● **Text for analysis**
------------
Hello everyone.
I am a NodeJS developer and I love OpenAI.
But I have some problems on the OpenAI Embeddings.
I am going to implement PDF reader chatbot but when I embed the pdf data using OpenAI Embedding API and store it to the pinecone, it’s difficult to find the similar data.
Of course working well but I can’t find the result I want to look.
Is NodeJS good for that? I think I can get the better result if I use Python framework but anyway, I don’t think I am getting the best result now.
Please give me some tips if someone knows the solution.
I want to collaborate to make the wonderful world.
Thanks.
It’s great to hear that you’re enjoying using OpenAI! Regarding your issue with Embeddings, it’s important to note that the quality of the results depends on various factors, including the data you’re embedding.
------------
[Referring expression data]
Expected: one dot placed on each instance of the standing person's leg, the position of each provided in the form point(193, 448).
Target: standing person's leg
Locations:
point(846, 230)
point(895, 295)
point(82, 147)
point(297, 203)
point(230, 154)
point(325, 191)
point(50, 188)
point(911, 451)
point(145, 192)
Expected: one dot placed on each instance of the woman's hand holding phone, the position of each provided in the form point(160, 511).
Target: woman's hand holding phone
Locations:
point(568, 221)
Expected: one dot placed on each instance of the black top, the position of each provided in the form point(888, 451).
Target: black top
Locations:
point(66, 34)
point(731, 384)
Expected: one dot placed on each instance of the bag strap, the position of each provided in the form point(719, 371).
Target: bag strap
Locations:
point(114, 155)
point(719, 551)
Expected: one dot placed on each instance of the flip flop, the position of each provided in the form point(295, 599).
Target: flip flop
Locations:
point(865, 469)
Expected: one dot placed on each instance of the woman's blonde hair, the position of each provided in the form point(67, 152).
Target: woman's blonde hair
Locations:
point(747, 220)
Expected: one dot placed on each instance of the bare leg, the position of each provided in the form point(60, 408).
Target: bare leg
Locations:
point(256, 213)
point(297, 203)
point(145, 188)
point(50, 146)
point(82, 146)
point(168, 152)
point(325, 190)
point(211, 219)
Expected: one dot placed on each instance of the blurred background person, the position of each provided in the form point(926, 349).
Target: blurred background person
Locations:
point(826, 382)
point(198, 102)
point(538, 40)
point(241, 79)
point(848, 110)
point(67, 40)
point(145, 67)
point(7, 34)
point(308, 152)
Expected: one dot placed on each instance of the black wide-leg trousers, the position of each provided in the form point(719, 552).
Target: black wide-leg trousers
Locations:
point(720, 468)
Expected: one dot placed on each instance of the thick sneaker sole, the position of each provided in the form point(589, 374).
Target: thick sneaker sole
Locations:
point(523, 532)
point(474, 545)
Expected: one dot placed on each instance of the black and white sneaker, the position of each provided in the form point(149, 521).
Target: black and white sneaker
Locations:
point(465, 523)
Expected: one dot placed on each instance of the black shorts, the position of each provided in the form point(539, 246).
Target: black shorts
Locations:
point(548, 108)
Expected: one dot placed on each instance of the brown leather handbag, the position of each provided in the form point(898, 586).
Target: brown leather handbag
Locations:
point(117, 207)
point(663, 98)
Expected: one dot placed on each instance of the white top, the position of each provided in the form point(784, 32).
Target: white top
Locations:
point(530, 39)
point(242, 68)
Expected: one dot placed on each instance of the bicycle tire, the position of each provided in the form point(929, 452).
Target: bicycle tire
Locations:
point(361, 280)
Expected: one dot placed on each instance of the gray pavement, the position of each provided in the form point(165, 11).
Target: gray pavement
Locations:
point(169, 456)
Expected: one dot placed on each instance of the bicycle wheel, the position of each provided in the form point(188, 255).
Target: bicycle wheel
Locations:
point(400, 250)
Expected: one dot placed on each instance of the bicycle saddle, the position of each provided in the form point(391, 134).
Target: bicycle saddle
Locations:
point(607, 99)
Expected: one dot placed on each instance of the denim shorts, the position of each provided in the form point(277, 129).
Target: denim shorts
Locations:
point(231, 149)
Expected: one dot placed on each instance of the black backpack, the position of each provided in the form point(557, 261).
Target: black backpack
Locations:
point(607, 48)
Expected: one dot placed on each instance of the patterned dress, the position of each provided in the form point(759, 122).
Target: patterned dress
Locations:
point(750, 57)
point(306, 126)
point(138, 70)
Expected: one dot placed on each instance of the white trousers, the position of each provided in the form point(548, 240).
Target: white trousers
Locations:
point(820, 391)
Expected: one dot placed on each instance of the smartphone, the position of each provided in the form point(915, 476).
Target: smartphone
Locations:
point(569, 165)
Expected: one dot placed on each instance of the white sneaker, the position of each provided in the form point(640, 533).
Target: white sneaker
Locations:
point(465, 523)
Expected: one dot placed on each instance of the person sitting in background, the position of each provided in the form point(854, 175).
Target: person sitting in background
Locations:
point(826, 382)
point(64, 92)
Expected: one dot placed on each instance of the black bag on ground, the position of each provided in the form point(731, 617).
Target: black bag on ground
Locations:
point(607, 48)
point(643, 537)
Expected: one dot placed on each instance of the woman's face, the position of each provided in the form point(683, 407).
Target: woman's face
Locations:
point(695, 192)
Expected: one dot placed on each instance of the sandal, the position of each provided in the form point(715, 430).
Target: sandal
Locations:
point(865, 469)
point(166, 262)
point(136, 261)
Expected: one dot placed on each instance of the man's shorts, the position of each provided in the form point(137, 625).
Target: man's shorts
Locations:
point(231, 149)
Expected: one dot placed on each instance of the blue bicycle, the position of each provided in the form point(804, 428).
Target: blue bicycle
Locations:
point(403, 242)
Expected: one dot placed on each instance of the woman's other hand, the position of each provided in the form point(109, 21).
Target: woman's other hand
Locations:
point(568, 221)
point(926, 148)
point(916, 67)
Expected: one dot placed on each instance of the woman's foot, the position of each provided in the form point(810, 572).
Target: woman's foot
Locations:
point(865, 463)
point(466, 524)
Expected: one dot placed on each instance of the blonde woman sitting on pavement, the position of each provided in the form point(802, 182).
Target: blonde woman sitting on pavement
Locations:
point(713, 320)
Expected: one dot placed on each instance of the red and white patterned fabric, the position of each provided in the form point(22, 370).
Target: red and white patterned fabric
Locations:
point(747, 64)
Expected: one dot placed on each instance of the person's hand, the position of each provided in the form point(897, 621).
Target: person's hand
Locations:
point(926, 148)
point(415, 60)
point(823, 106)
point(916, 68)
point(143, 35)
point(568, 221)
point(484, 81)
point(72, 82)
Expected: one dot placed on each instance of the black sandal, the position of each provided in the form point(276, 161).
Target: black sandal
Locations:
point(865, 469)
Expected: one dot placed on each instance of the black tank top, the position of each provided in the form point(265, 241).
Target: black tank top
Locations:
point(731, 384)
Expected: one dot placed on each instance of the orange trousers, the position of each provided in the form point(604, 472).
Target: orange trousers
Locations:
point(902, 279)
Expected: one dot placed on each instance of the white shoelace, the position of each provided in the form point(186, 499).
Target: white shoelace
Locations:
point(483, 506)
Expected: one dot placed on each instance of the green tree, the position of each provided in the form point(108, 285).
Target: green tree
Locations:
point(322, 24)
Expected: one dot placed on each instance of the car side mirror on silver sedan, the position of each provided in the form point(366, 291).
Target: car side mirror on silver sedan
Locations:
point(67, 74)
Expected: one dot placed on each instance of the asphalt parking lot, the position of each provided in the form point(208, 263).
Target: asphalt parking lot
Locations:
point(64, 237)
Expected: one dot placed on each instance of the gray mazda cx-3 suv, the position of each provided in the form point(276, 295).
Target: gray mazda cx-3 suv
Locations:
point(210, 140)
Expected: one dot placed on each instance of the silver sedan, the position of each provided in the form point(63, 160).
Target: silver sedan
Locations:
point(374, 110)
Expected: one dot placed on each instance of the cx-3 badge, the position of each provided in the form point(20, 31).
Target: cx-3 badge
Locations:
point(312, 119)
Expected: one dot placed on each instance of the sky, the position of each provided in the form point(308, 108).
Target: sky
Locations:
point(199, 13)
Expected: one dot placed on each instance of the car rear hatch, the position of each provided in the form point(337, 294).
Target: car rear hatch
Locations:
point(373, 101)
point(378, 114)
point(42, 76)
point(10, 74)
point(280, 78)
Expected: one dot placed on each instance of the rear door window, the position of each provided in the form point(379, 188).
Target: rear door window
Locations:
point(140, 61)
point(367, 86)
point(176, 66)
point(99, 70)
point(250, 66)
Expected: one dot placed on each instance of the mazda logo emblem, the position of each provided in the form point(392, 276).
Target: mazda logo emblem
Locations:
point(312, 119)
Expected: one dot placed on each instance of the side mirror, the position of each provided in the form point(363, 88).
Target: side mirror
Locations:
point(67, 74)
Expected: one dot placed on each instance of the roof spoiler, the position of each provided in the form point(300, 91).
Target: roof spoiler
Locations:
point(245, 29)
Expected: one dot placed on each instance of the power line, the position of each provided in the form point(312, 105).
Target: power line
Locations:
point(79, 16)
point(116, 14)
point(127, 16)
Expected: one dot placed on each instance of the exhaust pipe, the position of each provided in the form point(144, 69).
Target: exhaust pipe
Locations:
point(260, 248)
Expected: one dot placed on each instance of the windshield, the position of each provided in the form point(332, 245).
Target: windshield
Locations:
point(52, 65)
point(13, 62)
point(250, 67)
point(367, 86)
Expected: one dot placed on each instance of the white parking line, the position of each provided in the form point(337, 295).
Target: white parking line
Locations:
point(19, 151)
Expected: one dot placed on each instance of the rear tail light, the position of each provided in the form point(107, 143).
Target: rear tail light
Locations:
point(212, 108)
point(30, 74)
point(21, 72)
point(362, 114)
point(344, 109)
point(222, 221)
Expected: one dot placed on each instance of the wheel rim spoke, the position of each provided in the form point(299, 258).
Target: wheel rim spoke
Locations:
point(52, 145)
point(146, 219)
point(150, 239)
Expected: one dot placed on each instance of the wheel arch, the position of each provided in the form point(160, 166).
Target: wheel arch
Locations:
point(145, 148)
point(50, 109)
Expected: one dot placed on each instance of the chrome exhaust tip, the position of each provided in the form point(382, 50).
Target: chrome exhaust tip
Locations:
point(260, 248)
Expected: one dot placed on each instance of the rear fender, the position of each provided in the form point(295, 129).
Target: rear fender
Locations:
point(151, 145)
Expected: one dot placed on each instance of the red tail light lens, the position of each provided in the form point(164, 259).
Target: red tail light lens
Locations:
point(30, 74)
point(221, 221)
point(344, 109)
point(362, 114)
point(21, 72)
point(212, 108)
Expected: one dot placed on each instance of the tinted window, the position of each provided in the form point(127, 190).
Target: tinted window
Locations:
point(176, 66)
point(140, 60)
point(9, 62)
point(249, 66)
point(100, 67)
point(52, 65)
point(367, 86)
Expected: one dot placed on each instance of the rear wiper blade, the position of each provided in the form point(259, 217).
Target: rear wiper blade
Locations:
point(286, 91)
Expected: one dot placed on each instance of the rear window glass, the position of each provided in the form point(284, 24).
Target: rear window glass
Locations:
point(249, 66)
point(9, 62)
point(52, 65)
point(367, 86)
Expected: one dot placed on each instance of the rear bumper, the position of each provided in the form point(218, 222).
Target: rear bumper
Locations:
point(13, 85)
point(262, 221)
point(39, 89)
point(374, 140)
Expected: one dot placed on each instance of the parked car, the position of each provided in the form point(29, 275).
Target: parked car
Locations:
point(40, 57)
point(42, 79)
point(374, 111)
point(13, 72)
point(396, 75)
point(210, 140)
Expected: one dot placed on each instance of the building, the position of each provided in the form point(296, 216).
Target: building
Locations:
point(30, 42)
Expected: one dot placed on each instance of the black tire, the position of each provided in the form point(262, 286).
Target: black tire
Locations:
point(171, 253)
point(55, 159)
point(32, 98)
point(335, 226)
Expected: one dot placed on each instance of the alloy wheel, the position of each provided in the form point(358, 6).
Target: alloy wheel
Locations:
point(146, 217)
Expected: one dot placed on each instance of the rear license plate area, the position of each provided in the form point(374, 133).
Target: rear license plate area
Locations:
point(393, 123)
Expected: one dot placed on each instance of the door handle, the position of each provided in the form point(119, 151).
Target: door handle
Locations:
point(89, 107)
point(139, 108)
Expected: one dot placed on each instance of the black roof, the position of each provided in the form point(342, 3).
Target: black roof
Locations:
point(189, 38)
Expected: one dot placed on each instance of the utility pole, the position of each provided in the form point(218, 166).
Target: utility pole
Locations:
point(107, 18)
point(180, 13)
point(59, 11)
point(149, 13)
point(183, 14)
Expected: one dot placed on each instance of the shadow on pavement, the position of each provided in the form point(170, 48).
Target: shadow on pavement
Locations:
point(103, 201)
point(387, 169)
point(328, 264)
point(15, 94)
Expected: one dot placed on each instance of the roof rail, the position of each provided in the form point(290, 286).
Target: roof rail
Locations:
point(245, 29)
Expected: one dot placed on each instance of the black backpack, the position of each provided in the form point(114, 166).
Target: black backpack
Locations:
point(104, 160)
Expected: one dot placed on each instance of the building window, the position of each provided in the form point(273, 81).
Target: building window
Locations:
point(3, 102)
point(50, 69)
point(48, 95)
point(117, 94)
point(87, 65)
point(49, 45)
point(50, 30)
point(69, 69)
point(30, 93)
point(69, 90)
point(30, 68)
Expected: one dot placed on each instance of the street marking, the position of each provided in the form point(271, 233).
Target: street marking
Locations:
------------
● **Task prompt**
Copy out the entire forum thread about OpenAI embeddings above, word for word.

● **Result for this task**
Hello everyone.
I am a NodeJS developer and I love OpenAI.
But I have some problems on the OpenAI Embeddings.
I am going to implement PDF reader chatbot but when I embed the pdf data using OpenAI Embedding API and store it to the pinecone, it’s difficult to find the similar data.
Of course working well but I can’t find the result I want to look.
Is NodeJS good for that? I think I can get the better result if I use Python framework but anyway, I don’t think I am getting the best result now.
Please give me some tips if someone knows the solution.
I want to collaborate to make the wonderful world.
Thanks.
It’s great to hear that you’re enjoying using OpenAI! Regarding your issue with Embeddings, it’s important to note that the quality of the results depends on various factors, including the data you’re embedding.